◆ **Problem requirements**:
Write the next part of the gender pay gap article below, starting right after its last sentence.

◆ **Given passage**:
-------------------------

Despite the clear data that a pay gap exists, seven out of 10 male CA ANZ members surveyed do not perceive that there is a problem. McDonald says the most powerful thing to change minds would be transparency at an organisational level.
McDonald comes at the topic from a perspective of understanding and empathy: he remembers being involved in decisions two to three decades ago that didn’t facilitate career breaks for women.
He also says many workplaces are shifting away from the old masculine “locker room” culture. “Businesses need to be alert to social behaviours in their workplace which are by their nature exclusionary to females.”
A suite of initiatives should be embraced together, he says. That includes strategies such as gender-neutral long lists and short lists to address the unconscious bias that can creep into recruiting.
“There’s no overnight fix and entities shouldn’t be shamed for their starting point. But they should be held accountable for their progress. If you have that inherent sense of fairness, it’s important.”
Picture: Rob McDonald FCA.
“There’s no overnight fix and entities shouldn’t be shamed for their starting point. But they should be held accountable for their progress.”
7. What women can do: articulate value, negotiate, mentor
In her role as a confidence and career coach, Kate Boorer FCA, CA ANZ vice-president and Pearman & Partners partner, regularly encounters women who are underpaid by 10-25% for their level of skills and experience.

-------------------------

◆ **Information shown**:
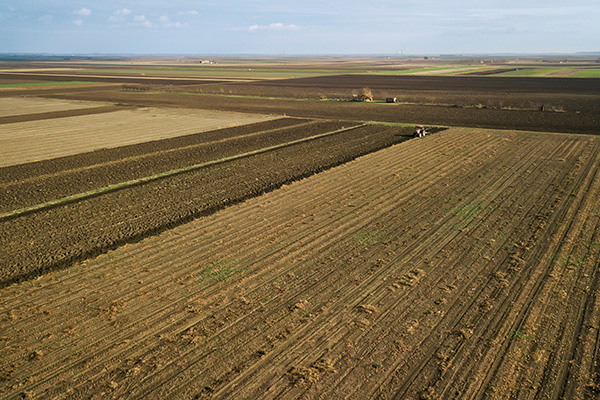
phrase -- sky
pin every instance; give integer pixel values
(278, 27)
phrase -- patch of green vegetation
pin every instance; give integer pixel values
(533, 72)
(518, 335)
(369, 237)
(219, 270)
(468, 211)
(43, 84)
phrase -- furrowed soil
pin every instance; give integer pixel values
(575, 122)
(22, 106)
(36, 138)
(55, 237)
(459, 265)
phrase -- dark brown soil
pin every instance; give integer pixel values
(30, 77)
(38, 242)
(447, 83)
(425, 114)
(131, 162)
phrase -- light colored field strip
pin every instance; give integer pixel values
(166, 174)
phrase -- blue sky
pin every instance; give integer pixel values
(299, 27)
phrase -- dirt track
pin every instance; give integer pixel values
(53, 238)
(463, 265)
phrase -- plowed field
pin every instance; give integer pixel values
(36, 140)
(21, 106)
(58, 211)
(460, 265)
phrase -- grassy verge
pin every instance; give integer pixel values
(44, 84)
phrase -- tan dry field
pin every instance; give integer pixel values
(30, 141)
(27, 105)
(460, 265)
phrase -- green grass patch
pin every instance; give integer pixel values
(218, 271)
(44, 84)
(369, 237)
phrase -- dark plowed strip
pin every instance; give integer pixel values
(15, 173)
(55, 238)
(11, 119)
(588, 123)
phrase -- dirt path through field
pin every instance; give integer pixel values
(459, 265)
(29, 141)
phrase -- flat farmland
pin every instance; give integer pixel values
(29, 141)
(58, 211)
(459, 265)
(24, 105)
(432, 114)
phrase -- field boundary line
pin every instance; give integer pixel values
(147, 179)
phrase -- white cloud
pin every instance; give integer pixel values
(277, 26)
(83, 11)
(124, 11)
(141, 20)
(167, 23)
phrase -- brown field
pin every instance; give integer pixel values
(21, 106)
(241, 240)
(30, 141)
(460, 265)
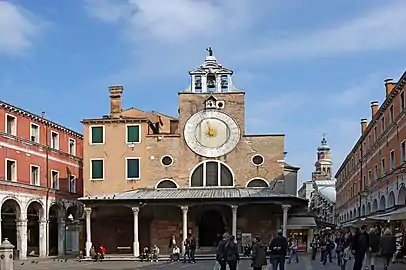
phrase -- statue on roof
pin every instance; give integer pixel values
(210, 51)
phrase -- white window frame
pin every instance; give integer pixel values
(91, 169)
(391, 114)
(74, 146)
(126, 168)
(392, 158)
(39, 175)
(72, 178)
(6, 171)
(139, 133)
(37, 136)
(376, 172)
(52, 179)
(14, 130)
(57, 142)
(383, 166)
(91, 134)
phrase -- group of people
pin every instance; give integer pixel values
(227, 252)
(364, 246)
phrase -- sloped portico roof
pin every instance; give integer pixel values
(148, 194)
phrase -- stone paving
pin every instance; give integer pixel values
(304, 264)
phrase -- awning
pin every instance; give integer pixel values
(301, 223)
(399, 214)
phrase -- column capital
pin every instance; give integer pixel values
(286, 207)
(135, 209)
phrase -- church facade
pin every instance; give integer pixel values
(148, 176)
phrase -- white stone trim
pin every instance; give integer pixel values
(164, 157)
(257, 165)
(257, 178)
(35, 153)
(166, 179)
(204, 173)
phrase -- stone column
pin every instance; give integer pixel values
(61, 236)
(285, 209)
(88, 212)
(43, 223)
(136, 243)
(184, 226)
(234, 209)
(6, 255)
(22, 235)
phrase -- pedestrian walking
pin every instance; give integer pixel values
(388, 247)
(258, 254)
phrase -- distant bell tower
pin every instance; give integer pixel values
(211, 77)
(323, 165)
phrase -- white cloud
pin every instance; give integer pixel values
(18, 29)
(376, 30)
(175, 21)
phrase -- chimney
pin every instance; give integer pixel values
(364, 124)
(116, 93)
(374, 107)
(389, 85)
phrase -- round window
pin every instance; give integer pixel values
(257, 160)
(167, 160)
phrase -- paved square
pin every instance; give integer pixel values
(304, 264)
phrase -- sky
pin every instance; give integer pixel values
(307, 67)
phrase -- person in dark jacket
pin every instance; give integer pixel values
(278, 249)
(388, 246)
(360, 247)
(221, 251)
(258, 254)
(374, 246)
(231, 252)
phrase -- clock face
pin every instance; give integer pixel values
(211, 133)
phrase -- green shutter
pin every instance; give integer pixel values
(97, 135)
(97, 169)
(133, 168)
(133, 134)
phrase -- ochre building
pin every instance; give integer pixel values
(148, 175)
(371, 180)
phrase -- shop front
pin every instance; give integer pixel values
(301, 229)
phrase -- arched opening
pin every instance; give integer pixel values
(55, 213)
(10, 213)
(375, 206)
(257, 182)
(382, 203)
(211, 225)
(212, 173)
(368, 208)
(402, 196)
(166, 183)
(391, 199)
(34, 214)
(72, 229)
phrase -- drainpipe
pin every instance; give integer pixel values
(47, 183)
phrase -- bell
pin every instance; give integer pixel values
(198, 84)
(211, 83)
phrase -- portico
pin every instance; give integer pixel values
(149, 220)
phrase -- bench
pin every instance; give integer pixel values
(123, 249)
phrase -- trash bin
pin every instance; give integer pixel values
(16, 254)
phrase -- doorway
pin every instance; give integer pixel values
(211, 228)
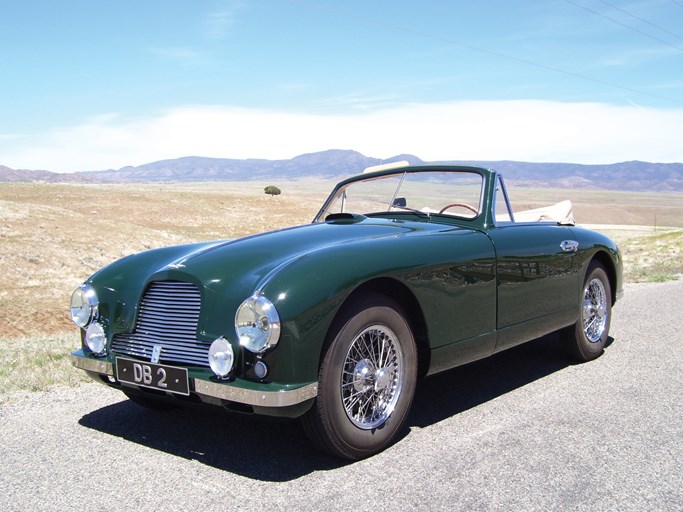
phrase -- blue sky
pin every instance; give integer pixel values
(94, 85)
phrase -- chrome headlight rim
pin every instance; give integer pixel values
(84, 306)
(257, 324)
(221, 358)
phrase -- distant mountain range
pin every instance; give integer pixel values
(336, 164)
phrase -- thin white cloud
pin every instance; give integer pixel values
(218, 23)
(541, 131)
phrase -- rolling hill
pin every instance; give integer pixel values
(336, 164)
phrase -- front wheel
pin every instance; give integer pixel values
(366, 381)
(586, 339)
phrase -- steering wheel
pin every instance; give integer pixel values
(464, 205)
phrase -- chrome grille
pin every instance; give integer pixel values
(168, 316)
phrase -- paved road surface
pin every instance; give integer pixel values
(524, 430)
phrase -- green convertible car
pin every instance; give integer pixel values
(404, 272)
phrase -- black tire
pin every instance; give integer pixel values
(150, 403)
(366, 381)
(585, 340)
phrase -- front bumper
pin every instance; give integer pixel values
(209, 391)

-------------------------

◆ **Result of this exercise**:
She has seen women passed over for promotion and paid less than male peers or predecessors. Having waited patiently and loyally to be recognised and rewarded, some make up for years of salary lag in one step by moving to another organisation.
Her own research shows that one in two women feel underpaid by 10% or more. Boorer, too, experienced being paid less than her predecessor before she negotiated a significant salary increase in a prior role.
She encourages women to create a plan, clearly articulate their value, and negotiate harder – including when starting a role.
“I always ask HR people, anecdotally, ‘Do you notice men negotiate more on the way in?’ They say, ‘Absolutely’,” she says.
Picture: Kate Boorer FCA.
8. What men can do: embrace flexibility and show leadership
Long says there are men who, like women, are incredibly frustrated by some of the behaviours and attitudes and are channelling that frustration into action.
“I would love men to be on the same journey with us and many men are because they can see a benefit in the legacy they leave behind. I do lay at the feet of the people who have the power to make the difference and that’s predominantly men in leadership.”
Long points out the challenge of closing the gender pay gap is one uniquely fitted to the skills of CAs, giving them the capability to be at the front line and lead on the issue.
“We are so good with reporting and producing numbers with integrity; we’re great at insights, at solutions, at challenging,” says Long. “The accounting profession should and must lead on this.”
Long likens the issue to the current urgency around climate change, in which she believes accountants have an important role to play.
“This is right up our alley. There was an [Australian Broadcasting Corporation] article last year regarding climate change, saying accountants will save the world – we can do the same here.”
The Australian government delivered a widely welcomed A$1.7 billion boost to childcare subsidies in the 2021-22 Budget, designed to encourage mothers to re-enter the workforce.
Long believes a gender lens should apply to budgets more broadly because of the unequal impact.
“Our entire society, business, tax and financial system has been built on a foundation of the primacy of the male breadwinner – this cannot continue for the sake of both men and women,” she says.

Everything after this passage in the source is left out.